Excerpt provided ▸
A person was killed and another wounded after a cougar attack by Lake Hancock near North Bend on Saturday morning.
The King County Medical Examiner’s Office identified the victim as 32-year-old Sonja J. Brooks “SJ,” an inclusion activist and beloved member of Seattle’s cycling community.
Brooks and the 31-year-old man, also of Seattle, were riding their mountain bikes in the area at 11 a.m. when they saw a cougar chasing them. They reportedly began to make noise to chase the cougar away and one of the riders struck the cougar with their bike, which caused it to run off. King County Sheriff’s Office Sgt. Ryan Abbott said the pair continued to make noise, doing exactly what is advised when hikers are approached by a cougar.
When the mountain bikers attempted to resume their ride, the cougar jumped on the man, who reported that the animal had his whole head in its mouth as it shook him around. Brooks saw this and took off running, Abbott said. The cougar then dropped its first victim and chased after the running hiker.

Exercise data ▸
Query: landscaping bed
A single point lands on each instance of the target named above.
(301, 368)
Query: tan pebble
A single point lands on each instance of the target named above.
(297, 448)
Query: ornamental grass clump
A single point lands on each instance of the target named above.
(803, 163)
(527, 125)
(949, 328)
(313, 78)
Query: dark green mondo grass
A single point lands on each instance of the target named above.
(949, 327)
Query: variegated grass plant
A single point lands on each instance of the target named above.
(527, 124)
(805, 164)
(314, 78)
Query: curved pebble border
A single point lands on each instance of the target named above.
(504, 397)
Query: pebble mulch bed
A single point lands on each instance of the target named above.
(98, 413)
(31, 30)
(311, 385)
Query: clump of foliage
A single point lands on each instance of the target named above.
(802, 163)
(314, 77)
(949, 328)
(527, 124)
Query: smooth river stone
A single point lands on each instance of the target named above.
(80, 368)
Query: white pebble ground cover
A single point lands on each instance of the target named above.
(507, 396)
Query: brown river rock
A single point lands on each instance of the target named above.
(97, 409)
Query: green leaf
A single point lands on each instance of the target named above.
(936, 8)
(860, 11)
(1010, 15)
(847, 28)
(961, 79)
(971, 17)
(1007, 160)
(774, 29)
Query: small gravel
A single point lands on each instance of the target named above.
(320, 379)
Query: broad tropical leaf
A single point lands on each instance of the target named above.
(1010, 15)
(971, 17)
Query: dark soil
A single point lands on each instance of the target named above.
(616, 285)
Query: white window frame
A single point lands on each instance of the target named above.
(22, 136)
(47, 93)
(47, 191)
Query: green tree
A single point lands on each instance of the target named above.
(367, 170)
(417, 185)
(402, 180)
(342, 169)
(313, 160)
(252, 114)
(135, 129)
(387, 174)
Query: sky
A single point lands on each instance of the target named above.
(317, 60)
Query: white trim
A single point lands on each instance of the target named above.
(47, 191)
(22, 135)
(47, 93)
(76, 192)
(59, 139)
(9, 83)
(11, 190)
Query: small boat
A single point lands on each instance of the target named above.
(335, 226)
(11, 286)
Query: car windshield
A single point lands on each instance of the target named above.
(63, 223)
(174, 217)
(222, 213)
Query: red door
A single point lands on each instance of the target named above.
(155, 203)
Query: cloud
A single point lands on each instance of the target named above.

Goal of the exercise ▸ Copy the cougar attack account between "When the mountain" and "the running hiker.", inclusive, swapping in "cyclists" wherever "mountain bikers" appears. None of the data is needed for this work.

Answer box ▸
When the cyclists attempted to resume their ride, the cougar jumped on the man, who reported that the animal had his whole head in its mouth as it shook him around. Brooks saw this and took off running, Abbott said. The cougar then dropped its first victim and chased after the running hiker.